WHAT THE EXERCISE ASKS |
Tally the lines in the listing below that contain "chimney" and report the tally alone.
DATASET ENTRIES below:
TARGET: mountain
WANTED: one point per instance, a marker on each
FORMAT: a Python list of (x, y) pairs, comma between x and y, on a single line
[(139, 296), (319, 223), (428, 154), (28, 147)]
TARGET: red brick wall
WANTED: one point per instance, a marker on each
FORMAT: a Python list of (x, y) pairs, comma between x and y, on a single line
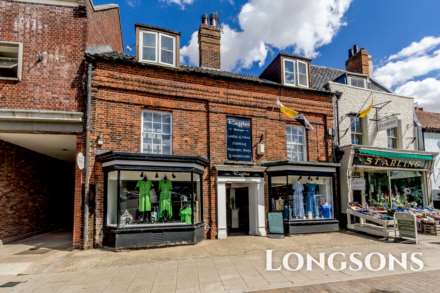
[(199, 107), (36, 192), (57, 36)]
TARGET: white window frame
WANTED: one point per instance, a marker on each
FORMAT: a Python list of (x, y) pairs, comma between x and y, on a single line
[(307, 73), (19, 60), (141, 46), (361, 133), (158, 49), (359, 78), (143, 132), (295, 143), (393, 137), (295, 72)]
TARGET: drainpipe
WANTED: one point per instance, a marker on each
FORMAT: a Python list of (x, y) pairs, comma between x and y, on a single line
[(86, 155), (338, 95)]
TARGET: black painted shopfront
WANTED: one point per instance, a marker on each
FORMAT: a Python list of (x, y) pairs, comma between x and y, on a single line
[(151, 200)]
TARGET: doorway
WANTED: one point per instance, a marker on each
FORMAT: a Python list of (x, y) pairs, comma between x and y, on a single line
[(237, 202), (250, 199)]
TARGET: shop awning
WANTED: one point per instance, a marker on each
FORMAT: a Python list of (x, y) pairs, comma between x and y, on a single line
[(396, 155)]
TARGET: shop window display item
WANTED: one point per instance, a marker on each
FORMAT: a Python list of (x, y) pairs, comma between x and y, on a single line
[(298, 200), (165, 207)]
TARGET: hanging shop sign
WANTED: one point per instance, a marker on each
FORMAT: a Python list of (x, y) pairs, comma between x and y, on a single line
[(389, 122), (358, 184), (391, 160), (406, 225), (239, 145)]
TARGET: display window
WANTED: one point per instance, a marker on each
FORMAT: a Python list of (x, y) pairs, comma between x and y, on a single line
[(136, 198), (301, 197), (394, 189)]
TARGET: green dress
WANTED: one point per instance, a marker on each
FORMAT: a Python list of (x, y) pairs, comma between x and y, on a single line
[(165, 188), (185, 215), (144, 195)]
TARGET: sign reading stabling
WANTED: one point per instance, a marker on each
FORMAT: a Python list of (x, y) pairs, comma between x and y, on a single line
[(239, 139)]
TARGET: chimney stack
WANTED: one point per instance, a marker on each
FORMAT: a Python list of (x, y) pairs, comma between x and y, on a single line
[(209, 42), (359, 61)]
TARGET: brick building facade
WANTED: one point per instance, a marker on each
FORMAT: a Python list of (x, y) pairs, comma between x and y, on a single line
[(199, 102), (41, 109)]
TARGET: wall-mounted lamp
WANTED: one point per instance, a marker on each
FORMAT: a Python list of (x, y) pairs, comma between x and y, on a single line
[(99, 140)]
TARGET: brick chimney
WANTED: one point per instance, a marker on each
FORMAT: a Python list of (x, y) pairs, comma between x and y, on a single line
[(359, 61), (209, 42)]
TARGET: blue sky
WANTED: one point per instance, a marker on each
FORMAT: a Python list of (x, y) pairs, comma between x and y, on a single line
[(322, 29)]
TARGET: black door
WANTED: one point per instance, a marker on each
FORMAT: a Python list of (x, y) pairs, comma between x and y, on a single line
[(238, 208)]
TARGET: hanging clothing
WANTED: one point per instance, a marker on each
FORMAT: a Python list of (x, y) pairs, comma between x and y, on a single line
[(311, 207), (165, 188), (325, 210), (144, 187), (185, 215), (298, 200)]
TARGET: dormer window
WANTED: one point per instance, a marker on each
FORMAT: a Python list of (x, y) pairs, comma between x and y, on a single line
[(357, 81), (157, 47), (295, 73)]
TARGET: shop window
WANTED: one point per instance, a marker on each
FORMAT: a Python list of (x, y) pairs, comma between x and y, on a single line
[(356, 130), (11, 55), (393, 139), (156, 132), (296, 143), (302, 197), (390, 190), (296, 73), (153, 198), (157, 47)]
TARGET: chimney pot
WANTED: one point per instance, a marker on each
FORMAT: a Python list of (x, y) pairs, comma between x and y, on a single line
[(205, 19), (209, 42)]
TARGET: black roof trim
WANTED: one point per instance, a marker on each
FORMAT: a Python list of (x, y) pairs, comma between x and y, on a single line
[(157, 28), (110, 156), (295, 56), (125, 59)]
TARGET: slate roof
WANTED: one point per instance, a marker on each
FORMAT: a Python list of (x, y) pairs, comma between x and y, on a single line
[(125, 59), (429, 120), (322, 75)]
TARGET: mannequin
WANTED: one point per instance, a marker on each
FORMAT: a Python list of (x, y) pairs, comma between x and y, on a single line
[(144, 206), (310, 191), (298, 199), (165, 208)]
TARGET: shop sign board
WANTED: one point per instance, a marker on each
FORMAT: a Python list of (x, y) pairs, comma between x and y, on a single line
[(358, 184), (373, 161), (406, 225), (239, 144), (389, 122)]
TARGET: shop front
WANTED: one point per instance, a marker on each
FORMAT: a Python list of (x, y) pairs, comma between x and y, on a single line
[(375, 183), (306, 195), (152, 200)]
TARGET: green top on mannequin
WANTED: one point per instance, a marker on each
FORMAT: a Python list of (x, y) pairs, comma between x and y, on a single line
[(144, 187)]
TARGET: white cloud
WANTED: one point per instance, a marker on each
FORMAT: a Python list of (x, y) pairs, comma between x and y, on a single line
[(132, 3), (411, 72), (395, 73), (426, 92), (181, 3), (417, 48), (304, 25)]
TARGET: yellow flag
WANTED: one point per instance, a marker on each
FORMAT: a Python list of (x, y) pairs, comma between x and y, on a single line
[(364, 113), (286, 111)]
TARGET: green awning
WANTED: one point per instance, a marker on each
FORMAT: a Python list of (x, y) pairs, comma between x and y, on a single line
End of DATASET ENTRIES.
ANSWER TO THE PROBLEM |
3